• _Quoted passage_
——
What do you wish you had known before entering this field?

The profession, while as vitally important to patient care as nursing, doesn’t get very much respect. Few people know we even exist, let alone what we do, and our pay is much less than for nurses with equivalent education and experience. Unfortunately, this ignorance of our importance can sometimes exist within hospital management, and labs are often understaffed and overworked, with old equipment that can’t be replaced due to budget cuts. We make do and we put up with it because we care about the patients upstairs in the OR or the ER or the maternity ward and want to do right by them.

That’s why I care so much about Lab Week – I want to advocate for the profession so that we’re more visible and our work is better understood. Without dedicated and caring laboratory staff, a hospital would fall apart.

What do you like best and find most rewarding about the career?

Knowing that every day, I did something to help a patient live longer or healthier by providing a doctor with a result, or preparing blood products for transfusion.

Now that I’m out of hospital work, I find I’m enjoying learning more about quality assurance as it applies to the laboratory. I’m doing more research and development work, and manufacturing FDA-licensed test reagents, and it’s a lot slower-paced than when I was used to in the hospital. I like that I’m getting a chance to learn so many new things right now.

What do you like least and find most frustrating about the career?

Hospital politics and understaffing. It’s hard to do a good and safe job when you’re working on too many things at once.

How much influence do you have over decisions that affect you?

That depends on the specific lab and on the manager and supervisors. Good labs will ask for input before changing schedules, ordering new equipment, and adopting new procedures. In my experience, I have not had enough influence. That’s part of why I took a break from hospital work (but being tired of evening shift was the main reason). I’ve never been very good at accepting “because that’s how we’ve always done it” as an answer, and that sometimes gets me into trouble. I’m a problem-solver by nature, and I’ve always tried to improve processes by studying them first instead of just applying random fixes. While I think that hospital labs are starting to head in that direction, there’s still a long way to go, and I often found myself frustrated when hospital management decided to “solve” a problem without really understanding it.
——
• _Information supplied_
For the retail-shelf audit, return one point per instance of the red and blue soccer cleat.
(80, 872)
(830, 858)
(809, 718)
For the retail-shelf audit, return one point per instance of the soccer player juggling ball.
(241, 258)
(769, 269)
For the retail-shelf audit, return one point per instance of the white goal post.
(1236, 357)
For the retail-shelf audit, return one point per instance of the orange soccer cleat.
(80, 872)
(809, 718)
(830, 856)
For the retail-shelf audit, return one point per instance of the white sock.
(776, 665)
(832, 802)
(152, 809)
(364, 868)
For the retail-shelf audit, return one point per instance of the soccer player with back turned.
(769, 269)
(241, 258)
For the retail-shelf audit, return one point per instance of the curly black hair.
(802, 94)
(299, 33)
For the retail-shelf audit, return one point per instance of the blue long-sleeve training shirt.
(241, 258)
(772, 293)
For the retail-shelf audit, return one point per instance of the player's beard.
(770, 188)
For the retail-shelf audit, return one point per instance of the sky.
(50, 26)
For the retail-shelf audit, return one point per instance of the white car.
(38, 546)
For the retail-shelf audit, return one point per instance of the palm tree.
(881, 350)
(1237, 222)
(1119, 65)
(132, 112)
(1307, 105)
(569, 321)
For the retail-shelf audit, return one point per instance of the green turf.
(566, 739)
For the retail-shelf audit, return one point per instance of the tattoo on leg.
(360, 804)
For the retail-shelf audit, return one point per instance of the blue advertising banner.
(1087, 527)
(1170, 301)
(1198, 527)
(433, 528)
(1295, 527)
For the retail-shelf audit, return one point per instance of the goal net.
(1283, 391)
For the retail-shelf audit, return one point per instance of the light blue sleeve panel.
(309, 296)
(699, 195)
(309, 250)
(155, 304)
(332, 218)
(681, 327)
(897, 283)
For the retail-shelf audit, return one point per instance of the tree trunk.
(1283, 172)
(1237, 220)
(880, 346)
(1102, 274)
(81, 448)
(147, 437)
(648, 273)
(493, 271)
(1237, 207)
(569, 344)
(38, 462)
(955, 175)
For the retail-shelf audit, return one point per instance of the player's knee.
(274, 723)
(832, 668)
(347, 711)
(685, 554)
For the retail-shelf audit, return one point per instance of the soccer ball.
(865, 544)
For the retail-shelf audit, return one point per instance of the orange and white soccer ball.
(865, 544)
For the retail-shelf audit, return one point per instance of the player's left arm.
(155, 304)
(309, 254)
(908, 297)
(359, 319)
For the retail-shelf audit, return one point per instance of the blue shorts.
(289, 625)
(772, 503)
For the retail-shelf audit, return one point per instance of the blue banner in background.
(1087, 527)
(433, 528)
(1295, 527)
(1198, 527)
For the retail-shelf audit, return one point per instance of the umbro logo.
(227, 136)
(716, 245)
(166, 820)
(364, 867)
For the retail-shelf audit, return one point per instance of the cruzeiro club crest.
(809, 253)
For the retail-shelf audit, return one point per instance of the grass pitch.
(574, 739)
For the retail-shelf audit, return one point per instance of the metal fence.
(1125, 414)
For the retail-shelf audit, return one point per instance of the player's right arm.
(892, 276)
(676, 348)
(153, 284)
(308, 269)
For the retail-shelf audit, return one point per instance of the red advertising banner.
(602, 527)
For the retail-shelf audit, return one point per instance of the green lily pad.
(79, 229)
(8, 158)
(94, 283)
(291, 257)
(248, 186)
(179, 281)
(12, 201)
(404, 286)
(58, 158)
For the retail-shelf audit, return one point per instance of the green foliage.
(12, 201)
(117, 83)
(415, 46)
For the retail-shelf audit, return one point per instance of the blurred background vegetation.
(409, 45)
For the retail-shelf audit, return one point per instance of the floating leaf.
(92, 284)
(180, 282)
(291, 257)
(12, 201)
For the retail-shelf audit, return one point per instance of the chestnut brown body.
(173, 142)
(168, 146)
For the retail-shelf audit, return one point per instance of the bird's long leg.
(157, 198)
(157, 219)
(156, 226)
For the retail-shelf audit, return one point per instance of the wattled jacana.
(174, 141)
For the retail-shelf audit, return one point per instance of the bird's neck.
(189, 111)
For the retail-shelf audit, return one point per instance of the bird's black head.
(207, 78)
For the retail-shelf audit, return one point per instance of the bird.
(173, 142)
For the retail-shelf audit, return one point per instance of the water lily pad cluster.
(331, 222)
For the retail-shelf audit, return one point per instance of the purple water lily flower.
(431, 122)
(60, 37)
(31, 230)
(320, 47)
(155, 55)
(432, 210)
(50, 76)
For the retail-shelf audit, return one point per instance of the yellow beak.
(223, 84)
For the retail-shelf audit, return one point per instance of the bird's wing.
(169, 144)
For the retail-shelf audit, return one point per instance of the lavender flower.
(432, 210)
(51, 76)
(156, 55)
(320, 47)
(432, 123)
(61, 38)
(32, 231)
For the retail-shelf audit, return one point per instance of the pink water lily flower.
——
• _Questions to answer_
(a) From the interview, copy the passage starting with "The profession, while" and going on through "rewarding about the career?".
(b) According to the interview, what was the main reason the speaker took a break from hospital work?

• _Activity answers_
(a)
The profession, while as vitally important to patient care as nursing, doesn’t get very much respect. Few people know we even exist, let alone what we do, and our pay is much less than for nurses with equivalent education and experience. Unfortunately, this ignorance of our importance can sometimes exist within hospital management, and labs are often understaffed and overworked, with old equipment that can’t be replaced due to budget cuts. We make do and we put up with it because we care about the patients upstairs in the OR or the ER or the maternity ward and want to do right by them.

That’s why I care so much about Lab Week – I want to advocate for the profession so that we’re more visible and our work is better understood. Without dedicated and caring laboratory staff, a hospital would fall apart.

What do you like best and find most rewarding about the career?

(b) Being tired of evening shift.